START Selected passage

8-CPT-2Me-cAMP, sodium salt

8-CPT-2Me-cAMP, sodium salt is a selective agonist of EPAC [1].

Cyclic AMP guanine nucleotide exchange factors (EPACs) are intracellular sensors for cAMP and function as nucleotide exchange factors for the Ras GTPase homologues Rap1 and Rap2 [1].

8-CPT-2Me-cAMP, sodium salt is a selective EPAC agonist. 8-CPT-2Me-cAMP increased Rap1 activation by EPAC1. Meantime, light chain 2 (LC2) of the microtubule-associated protein MAP1A increased this response. In LC2- and EPAC1-transfected cells, 8-CPT-2Me-cAMP increased cell adhesion to laminin [1]. In Jurkat Tcells, 8-CPT-2Me-cAMP (100 μM) activated Rap1, which was not affected by H-89, a PKA inhibitor [2]. In 1-LN prostate cancer cells, 8-CPT-2Me-cAMP increased Epac1, p-AktS473 and p-AktT308 in a dose-dependent way. 8-CPT-2Me-cAMP increased p-AktS473 and AktS473 kinase activity by two-three fold. Also, 8-CPT-2Me-cAMP activated mTORC1 and mTORC2 [3].

In human prostate cancer cells, 8-CPT-2Me-cAMP increased the levels of p-cPLA2S505, COX-2 and PGE2. However, COX-2, EP4 or mTOR inhibitors inhibited this effect and reduced protein and DNA synthesis induced by Epac1. These results suggested Epac1 was a pro-inflammatory modulator and promoted cell proliferation [4].

END Selected passage

* [Required work]:
(a) According to the passage on 8-CPT-2Me-cAMP, what concentration of the compound activated Rap1 in Jurkat T cells?
(b) Carry on the passage on 8-CPT-2Me-cAMP, starting after its final sentence.
The lines that come next play no part in this work.

START Records

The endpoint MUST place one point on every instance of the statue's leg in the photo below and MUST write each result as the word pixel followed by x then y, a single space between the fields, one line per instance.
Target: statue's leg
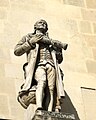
pixel 40 76
pixel 51 83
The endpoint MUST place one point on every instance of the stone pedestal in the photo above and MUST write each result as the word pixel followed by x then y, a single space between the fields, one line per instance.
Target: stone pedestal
pixel 46 115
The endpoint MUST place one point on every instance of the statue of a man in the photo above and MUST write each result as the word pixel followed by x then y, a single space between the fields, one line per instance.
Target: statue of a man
pixel 41 70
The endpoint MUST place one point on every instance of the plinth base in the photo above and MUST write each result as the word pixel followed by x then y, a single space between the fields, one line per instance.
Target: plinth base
pixel 46 115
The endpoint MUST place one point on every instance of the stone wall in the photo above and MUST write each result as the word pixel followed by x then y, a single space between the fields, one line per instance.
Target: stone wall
pixel 70 21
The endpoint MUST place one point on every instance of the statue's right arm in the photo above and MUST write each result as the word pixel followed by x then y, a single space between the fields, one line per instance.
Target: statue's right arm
pixel 23 46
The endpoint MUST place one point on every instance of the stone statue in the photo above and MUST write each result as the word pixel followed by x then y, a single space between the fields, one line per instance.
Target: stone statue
pixel 43 76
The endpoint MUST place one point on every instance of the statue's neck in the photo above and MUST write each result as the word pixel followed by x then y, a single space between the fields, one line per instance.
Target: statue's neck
pixel 39 32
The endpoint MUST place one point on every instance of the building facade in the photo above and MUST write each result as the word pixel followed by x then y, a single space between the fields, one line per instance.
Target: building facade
pixel 70 21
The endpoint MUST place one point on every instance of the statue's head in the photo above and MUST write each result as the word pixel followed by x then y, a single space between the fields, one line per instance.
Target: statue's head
pixel 41 25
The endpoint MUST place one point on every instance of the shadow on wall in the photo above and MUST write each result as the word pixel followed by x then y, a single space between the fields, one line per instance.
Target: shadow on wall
pixel 67 106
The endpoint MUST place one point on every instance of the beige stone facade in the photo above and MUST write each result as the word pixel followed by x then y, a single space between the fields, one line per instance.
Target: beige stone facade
pixel 70 21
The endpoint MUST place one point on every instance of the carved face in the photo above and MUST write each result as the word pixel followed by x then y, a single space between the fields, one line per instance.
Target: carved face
pixel 41 25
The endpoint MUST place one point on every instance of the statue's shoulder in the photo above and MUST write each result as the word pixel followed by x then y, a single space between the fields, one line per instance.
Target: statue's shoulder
pixel 30 35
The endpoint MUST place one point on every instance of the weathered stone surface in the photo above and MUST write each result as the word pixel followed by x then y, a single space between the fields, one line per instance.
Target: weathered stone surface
pixel 53 116
pixel 4 3
pixel 91 4
pixel 90 40
pixel 94 53
pixel 88 14
pixel 85 27
pixel 2 71
pixel 94 27
pixel 13 71
pixel 4 53
pixel 7 86
pixel 3 13
pixel 69 27
pixel 75 2
pixel 91 66
pixel 4 108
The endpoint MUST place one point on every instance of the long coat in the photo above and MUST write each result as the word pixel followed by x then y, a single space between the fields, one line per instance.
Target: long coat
pixel 32 53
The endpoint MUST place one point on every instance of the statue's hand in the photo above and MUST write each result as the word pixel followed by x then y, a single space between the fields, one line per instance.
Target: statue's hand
pixel 36 38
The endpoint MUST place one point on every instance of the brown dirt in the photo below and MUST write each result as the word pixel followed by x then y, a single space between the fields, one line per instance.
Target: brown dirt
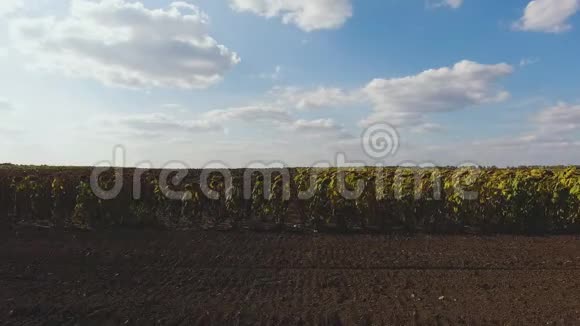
pixel 212 278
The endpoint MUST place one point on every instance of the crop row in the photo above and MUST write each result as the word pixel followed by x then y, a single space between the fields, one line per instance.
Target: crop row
pixel 444 200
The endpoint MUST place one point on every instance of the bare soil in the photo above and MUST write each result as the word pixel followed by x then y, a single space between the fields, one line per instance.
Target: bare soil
pixel 238 278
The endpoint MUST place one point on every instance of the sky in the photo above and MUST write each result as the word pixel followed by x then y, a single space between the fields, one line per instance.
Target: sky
pixel 235 83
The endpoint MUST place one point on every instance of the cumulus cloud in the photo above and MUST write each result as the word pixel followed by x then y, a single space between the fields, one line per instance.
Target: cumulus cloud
pixel 550 16
pixel 156 125
pixel 405 100
pixel 560 118
pixel 319 98
pixel 308 15
pixel 249 114
pixel 10 6
pixel 447 3
pixel 124 43
pixel 5 105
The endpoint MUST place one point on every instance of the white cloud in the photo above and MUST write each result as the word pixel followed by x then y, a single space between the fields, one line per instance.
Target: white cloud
pixel 447 3
pixel 405 100
pixel 528 61
pixel 5 105
pixel 560 118
pixel 275 75
pixel 308 15
pixel 319 98
pixel 10 6
pixel 125 44
pixel 158 124
pixel 550 16
pixel 255 113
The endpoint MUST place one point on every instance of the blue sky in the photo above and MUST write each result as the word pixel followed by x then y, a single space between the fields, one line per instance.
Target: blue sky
pixel 491 82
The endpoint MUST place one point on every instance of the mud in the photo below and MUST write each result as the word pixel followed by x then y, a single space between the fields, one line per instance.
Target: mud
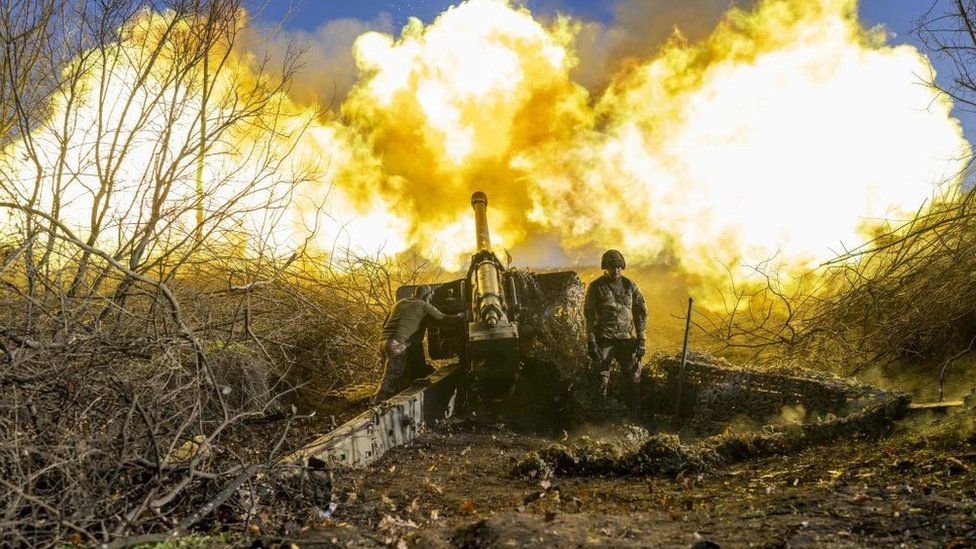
pixel 915 485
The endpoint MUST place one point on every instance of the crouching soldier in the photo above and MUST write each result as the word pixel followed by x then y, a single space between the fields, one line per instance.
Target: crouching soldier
pixel 402 338
pixel 616 322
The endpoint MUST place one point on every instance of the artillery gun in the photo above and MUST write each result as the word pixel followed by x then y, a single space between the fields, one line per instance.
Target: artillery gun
pixel 487 345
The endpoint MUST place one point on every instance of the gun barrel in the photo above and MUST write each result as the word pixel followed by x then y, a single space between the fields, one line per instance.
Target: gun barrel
pixel 479 201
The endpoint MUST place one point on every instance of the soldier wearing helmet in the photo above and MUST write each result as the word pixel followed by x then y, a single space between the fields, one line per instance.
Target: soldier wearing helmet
pixel 401 342
pixel 616 322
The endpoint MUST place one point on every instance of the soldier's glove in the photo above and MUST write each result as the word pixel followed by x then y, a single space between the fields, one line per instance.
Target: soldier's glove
pixel 593 350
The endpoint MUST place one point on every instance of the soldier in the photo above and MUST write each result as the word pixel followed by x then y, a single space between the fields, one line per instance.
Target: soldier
pixel 616 322
pixel 402 340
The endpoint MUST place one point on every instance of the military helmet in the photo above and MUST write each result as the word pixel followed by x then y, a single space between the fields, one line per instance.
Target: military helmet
pixel 612 258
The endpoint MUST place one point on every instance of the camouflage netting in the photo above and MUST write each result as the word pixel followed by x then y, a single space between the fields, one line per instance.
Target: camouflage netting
pixel 716 392
pixel 551 324
pixel 551 343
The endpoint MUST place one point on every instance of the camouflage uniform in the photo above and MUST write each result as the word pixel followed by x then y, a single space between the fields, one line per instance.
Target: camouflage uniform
pixel 401 344
pixel 616 322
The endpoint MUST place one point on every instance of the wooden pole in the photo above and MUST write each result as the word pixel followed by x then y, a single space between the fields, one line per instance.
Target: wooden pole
pixel 676 418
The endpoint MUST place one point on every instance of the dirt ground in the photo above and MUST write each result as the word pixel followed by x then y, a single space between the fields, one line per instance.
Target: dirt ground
pixel 454 487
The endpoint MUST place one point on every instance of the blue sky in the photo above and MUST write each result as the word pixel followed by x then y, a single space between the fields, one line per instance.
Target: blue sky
pixel 900 17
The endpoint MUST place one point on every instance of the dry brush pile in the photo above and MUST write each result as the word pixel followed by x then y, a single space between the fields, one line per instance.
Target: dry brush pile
pixel 156 338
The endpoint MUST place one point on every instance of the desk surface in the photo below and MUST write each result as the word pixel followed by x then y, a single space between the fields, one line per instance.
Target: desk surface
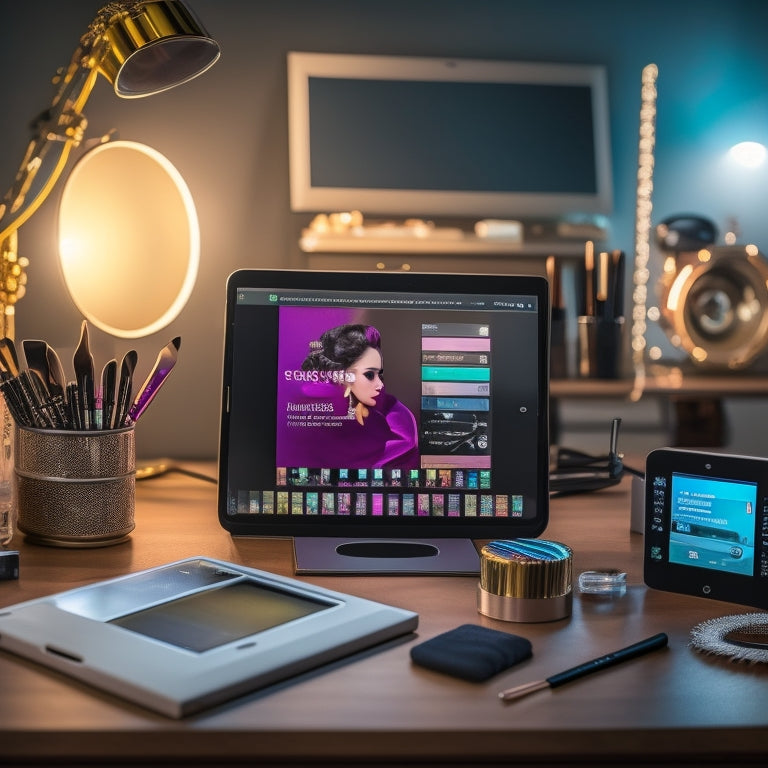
pixel 672 706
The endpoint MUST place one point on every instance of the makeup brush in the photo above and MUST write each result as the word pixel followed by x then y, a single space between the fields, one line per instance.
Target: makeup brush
pixel 83 363
pixel 164 364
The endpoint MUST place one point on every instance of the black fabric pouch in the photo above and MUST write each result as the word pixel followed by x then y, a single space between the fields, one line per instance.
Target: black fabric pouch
pixel 472 652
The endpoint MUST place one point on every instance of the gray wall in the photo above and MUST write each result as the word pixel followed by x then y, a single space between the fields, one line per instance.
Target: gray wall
pixel 227 134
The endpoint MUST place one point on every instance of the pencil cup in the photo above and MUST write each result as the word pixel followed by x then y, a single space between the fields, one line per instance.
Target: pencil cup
pixel 600 347
pixel 75 489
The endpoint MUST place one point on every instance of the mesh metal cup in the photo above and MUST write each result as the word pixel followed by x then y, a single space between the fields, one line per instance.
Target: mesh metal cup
pixel 75 489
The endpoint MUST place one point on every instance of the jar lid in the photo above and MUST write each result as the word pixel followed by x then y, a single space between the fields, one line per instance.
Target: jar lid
pixel 525 580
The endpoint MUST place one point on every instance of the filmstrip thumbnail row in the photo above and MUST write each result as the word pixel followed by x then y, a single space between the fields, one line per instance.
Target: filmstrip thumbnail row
pixel 436 504
pixel 464 479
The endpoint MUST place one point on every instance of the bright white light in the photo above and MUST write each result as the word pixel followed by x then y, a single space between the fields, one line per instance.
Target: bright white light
pixel 750 154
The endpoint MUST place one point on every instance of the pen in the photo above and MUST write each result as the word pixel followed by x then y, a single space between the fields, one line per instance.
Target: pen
pixel 603 662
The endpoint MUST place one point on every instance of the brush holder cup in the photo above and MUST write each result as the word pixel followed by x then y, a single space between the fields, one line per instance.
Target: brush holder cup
pixel 75 489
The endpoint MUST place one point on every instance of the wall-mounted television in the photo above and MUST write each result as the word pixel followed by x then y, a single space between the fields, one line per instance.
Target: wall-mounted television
pixel 397 135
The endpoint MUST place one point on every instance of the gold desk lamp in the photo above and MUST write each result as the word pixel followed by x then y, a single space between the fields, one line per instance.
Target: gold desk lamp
pixel 141 47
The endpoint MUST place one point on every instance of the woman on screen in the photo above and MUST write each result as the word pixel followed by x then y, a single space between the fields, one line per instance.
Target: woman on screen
pixel 379 430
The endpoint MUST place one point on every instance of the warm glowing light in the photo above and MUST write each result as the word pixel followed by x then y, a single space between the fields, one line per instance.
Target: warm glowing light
pixel 749 154
pixel 699 354
pixel 129 239
pixel 673 298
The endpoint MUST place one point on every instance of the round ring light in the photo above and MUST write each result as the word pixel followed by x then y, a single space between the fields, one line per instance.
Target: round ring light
pixel 129 239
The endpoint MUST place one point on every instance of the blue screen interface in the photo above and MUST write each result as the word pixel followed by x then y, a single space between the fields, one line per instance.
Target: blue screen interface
pixel 713 523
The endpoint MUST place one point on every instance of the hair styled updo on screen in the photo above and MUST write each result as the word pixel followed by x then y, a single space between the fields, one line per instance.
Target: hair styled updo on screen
pixel 339 348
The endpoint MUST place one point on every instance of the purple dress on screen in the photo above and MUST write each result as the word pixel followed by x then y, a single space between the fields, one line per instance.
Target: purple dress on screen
pixel 387 439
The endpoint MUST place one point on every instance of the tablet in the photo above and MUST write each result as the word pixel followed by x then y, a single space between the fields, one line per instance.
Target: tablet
pixel 194 633
pixel 706 525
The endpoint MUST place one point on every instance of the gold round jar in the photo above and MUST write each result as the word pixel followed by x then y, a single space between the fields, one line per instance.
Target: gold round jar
pixel 525 580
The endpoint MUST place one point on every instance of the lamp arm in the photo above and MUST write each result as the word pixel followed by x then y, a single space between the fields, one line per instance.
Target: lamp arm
pixel 57 131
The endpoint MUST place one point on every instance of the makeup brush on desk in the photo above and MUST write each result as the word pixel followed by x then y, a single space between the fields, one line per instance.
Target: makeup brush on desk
pixel 595 665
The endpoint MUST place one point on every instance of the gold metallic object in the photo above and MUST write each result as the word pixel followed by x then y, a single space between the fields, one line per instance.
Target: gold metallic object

END Records

* [Results for each task]:
(a) 100 μM

(b)
References:
[1].  Gupta M, Yarwood SJ. MAP1A light chain 2 interacts with exchange protein activated by cyclic AMP 1 (EPAC1) to enhance Rap1 GTPase activity and cell adhesion. J Biol Chem, 2005, 280(9): 8109-8116.
[2].  Fuld S, Borland G, Yarwood SJ. Elevation of cyclic AMP in Jurkat T-cells provokes distinct transcriptional responses through the protein kinase A (PKA) and exchange protein activated by cyclic AMP (EPAC) pathways. Exp Cell Res, 2005, 309(1): 161-173.
[3].  Misra UK, Pizzo SV. Upregulation of mTORC2 activation by the selective agonist of EPAC, 8-CPT-2Me-cAMP, in prostate cancer cells: assembly of a multiprotein signaling complex. J Cell Biochem, 2012, 113(5): 1488-1500.
[4].  Misra UK, Pizzo SV. Evidence for a pro-proliferative feedback loop in prostate cancer: the role of Epac1 and COX-2-dependent pathways. PLoS One, 2013, 8(4): e63150.